-- BEGIN Raw data --

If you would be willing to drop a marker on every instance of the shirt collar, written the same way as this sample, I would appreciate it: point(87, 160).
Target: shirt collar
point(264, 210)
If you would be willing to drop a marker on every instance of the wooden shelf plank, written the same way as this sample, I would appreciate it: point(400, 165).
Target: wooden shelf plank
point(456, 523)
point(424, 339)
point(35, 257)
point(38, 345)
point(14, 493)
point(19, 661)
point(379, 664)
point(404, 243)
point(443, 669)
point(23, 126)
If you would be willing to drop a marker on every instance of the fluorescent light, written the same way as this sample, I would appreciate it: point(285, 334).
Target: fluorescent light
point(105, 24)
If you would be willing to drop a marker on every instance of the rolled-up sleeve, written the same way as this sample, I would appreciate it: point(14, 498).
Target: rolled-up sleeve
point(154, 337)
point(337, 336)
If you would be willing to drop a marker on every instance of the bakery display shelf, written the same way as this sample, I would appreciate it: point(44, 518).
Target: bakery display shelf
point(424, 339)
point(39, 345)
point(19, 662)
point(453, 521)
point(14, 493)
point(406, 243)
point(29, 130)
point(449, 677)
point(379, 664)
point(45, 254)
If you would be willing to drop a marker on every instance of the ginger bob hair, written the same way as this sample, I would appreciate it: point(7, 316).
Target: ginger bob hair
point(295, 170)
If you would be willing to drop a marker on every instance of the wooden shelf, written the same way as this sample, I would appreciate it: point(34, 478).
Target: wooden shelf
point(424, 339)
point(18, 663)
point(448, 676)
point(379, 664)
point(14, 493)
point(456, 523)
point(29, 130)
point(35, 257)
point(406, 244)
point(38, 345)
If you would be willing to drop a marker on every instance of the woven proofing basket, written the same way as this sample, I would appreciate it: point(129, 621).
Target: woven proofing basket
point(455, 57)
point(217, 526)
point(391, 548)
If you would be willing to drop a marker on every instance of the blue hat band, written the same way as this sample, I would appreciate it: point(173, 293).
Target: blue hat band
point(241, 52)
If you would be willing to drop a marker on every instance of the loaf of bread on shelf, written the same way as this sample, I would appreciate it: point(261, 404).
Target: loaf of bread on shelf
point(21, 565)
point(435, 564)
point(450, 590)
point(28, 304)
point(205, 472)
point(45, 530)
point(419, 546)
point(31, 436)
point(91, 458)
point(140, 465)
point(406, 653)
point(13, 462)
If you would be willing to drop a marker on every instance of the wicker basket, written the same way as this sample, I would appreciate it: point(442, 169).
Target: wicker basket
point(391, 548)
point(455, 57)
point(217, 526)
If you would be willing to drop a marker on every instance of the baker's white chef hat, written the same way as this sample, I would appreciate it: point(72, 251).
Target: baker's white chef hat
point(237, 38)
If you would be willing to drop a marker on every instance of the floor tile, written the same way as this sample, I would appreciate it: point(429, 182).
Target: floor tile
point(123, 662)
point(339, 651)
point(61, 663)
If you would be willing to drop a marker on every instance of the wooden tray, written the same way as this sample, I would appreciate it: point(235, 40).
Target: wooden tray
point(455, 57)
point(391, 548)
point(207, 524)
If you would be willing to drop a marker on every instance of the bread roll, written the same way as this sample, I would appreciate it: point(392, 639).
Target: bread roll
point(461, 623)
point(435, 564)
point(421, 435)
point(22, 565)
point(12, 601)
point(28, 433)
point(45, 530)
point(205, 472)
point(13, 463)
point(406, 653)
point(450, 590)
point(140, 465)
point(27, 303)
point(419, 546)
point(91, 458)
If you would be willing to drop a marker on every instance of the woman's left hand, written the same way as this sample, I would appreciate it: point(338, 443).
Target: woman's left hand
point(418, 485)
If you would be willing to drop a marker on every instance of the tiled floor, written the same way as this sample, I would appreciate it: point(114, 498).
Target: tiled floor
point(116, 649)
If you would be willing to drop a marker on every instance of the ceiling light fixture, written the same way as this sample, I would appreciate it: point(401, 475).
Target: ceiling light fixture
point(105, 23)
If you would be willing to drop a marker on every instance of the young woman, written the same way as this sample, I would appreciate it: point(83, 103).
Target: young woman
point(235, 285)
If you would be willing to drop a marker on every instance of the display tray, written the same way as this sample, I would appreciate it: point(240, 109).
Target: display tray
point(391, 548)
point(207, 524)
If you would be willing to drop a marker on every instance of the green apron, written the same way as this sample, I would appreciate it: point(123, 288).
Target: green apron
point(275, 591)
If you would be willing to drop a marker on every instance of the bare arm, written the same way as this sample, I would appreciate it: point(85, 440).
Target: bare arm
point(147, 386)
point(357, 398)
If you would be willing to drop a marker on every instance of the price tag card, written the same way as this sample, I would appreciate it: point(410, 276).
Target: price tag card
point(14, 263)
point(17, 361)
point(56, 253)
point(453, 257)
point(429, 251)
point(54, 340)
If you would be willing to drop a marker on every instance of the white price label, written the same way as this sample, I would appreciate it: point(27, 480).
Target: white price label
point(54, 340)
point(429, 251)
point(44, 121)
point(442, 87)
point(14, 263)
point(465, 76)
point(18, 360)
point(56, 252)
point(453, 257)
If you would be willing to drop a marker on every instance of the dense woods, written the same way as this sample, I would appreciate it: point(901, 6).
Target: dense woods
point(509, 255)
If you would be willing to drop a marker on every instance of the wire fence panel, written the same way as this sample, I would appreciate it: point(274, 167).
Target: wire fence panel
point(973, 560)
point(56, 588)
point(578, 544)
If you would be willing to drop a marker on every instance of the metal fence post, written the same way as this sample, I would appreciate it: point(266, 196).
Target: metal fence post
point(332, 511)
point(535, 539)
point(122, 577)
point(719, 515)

-- END Raw data --

*Written exercise:*
Reproduce all of the records above word for word, keeping every line as it stands.

*Task answer:*
If you would be willing to drop a marker on every instance of the shirt collar, written the same way as this sample, I would appreciate it: point(87, 160).
Target: shirt collar
point(264, 210)
If you would be willing to drop a marker on every instance of the wooden shelf plank, written the same way as this sample, I would appreciate it: point(400, 165).
Target: wooden shelf plank
point(456, 523)
point(424, 339)
point(35, 257)
point(38, 345)
point(14, 493)
point(19, 661)
point(379, 664)
point(404, 243)
point(443, 669)
point(23, 126)
If you would be willing to drop a marker on every instance of the fluorescent light, written the same way as this sample, I would appreciate it: point(285, 334).
Target: fluorescent light
point(105, 24)
If you would be willing to drop a marker on every instance of the rolled-up sleeve, written the same way as this sample, I would appreciate it: point(14, 498).
Target: rolled-up sleeve
point(154, 337)
point(337, 336)
If you would be willing to drop a marker on every instance of the bakery display shelf, written the same way as this sample, I would appreciate it: point(44, 518).
Target: bakery display shelf
point(424, 339)
point(39, 345)
point(19, 662)
point(453, 521)
point(14, 493)
point(406, 243)
point(29, 130)
point(449, 677)
point(379, 664)
point(45, 254)
If you would be willing to drop a marker on every instance of the ginger bob hair, written the same way as this sample, I would appreciate it: point(7, 316).
Target: ginger bob hair
point(295, 170)
If you would be willing to drop a marker on every instance of the wooden shelf, written the same way as this sample, I would appreciate it: point(34, 478).
Target: wooden shelf
point(424, 339)
point(18, 663)
point(448, 676)
point(379, 664)
point(14, 493)
point(456, 523)
point(29, 130)
point(35, 257)
point(406, 244)
point(38, 345)
If you would be willing to drop a marker on every instance of the woven proofing basket, written the same way as this sample, I would appreciate it: point(129, 621).
Target: woven proofing basket
point(455, 57)
point(217, 526)
point(391, 548)
If you would be willing to drop a marker on every instance of the blue hat band, written the same way as this sample, I would appreciate it: point(173, 293).
Target: blue hat band
point(241, 52)
If you would be willing to drop a marker on every instance of the loaf of bread on shelf, written the same way as this sample, I would appreciate it: point(261, 404).
Target: loaf of bread on shelf
point(21, 565)
point(435, 564)
point(450, 590)
point(28, 304)
point(205, 472)
point(45, 530)
point(419, 546)
point(31, 436)
point(91, 458)
point(140, 465)
point(406, 653)
point(13, 462)
If you would be willing to drop a marker on every instance of the wicker basket, written the same way as this sample, I would appreciate it: point(442, 169).
Target: wicker basket
point(391, 548)
point(455, 57)
point(217, 526)
If you would be willing to drop a marker on every instance of the baker's white chef hat, written the same way as this sample, I would appreciate it: point(72, 251).
Target: baker's white chef hat
point(237, 38)
If you would be willing to drop a marker on every instance of the floor tile, written the same way as this sample, I would appreciate it: point(429, 182).
Target: floor tile
point(123, 662)
point(339, 651)
point(61, 663)
If you would be willing to drop a marker on every instance of the wooden tray, written the same way as this sample, I would appreciate it: point(235, 40).
Target: wooden tray
point(455, 57)
point(391, 548)
point(207, 524)
If you would be willing to drop a marker on every instance of the bread roll, written the same way as this sample, I would appreciate it: point(392, 639).
Target: bread roll
point(461, 623)
point(435, 564)
point(421, 435)
point(22, 565)
point(12, 601)
point(28, 433)
point(45, 530)
point(205, 472)
point(13, 463)
point(406, 653)
point(450, 590)
point(140, 465)
point(27, 303)
point(419, 546)
point(91, 458)
If you would be willing to drop a marker on every instance of the woman's left hand, written the same way as this sample, I would appreciate it: point(338, 443).
Target: woman's left hand
point(418, 485)
If you would be willing to drop a marker on every instance of the tiled floor, written the same way as this sample, I would appreciate it: point(114, 498).
Target: tiled floor
point(116, 649)
If you would be willing to drop a marker on every instance of the ceiling light fixture, written the same way as this sample, I would appreciate it: point(401, 475).
Target: ceiling light fixture
point(105, 23)
If you would be willing to drop a marker on every instance of the young woman, written the same way as this sample, I would appreciate it: point(83, 103).
Target: young woman
point(235, 285)
If you would be willing to drop a marker on every instance of the display tray, written the same way as this sample, I would appreciate it: point(240, 109).
Target: display tray
point(391, 548)
point(207, 524)
If you would be willing to drop a marker on every instance of the green apron, written the same way as this sample, I would appreciate it: point(123, 288).
Target: green apron
point(275, 591)
If you would be willing to drop a marker on every instance of the bare arm, written the same way as this sample, I would appreciate it: point(85, 440).
Target: bare arm
point(147, 386)
point(357, 398)
If you would be willing to drop a marker on every instance of the price tag card, written the same way as this sample, I would appreciate it: point(410, 276).
Target: price tag card
point(14, 263)
point(17, 361)
point(56, 253)
point(453, 257)
point(429, 251)
point(54, 340)
If you would be willing to drop a marker on every instance of the white price label, written the same way as this sample, I would appreciate it: point(27, 480).
Target: white price label
point(54, 340)
point(429, 251)
point(44, 121)
point(442, 87)
point(14, 263)
point(465, 76)
point(18, 360)
point(56, 252)
point(453, 257)
If you would be willing to drop a marker on every instance of the dense woods, written the same way as this sample, I would appreciate it: point(901, 6).
Target: dense woods
point(509, 255)
If you would be willing to drop a marker on every instance of the wire fence panel, written the same way as this sample, I would appreciate it: point(274, 167).
Target: wire fence panel
point(973, 560)
point(56, 588)
point(578, 544)
If you would be willing to drop a marker on every instance of the metal fence post, written the same way as this sample, I would appreciate it: point(266, 196).
Target: metal fence post
point(332, 511)
point(535, 539)
point(122, 577)
point(719, 515)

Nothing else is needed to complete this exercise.